*Extract to read*
———
While we’re at it, you can keep almost all the government schools (public education), most of the colleges and universities with their political correctness. We’ll keep Hillsdale College, Grove City College, and most of the Christian colleges and universities in the U.S. We’ll do just fine with home schools where our kids can truly get an education without political correctness.

  • We'll keep our Judeo-Christian values and the Cross and “In God We Trust.”
  • You’re welcome to keep Islam, Scientology, Humanism, political correctness and Shirley MacLaine. You can also have the U.N. and we will no longer be paying the bill.

  • We'll keep the SUV's, pickup trucks and oversized luxury cars. You can take every Volt and Leaf you can find.
  • You can give everyone healthcare if you can find any practicing doctors. You also get all the trial lawyers. Who needs them anyway?
  • We'll continue to believe healthcare is a luxury and not a right.
  • We'll keep "The Battle Hymn of the Republic" and "The National Anthem."
  • I'm sure you'll be happy to substitute "Imagine", "I'd Like to Teach the World to Sing", "Kum Ba Ya" or "We Are the World".
  • We'll practice trickle-down economics and you can continue to give trickle up poverty your best shot.
  • Since it often so offends you, we'll keep our European-centric history, our name and our flag. We’ll keep Christ in Christmas along with Christ in Easter, and the Jewish holidays.
———
*Problem to work on*
Reproduce the passage word for word, starting at "While we’re at" and ending at "without political correctness.". None of the material is needed here.

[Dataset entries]
———
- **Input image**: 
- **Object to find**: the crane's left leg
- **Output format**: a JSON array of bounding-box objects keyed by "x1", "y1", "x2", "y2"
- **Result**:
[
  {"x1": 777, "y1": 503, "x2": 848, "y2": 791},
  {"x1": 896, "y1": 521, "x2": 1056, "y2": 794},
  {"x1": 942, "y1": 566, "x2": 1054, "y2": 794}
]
———
*Response*
While we’re at it, you can keep almost all the government schools (public education), most of the colleges and universities with their political correctness. We’ll keep Hillsdale College, Grove City College, and most of the Christian colleges and universities in the U.S. We’ll do just fine with home schools where our kids can truly get an education without political correctness.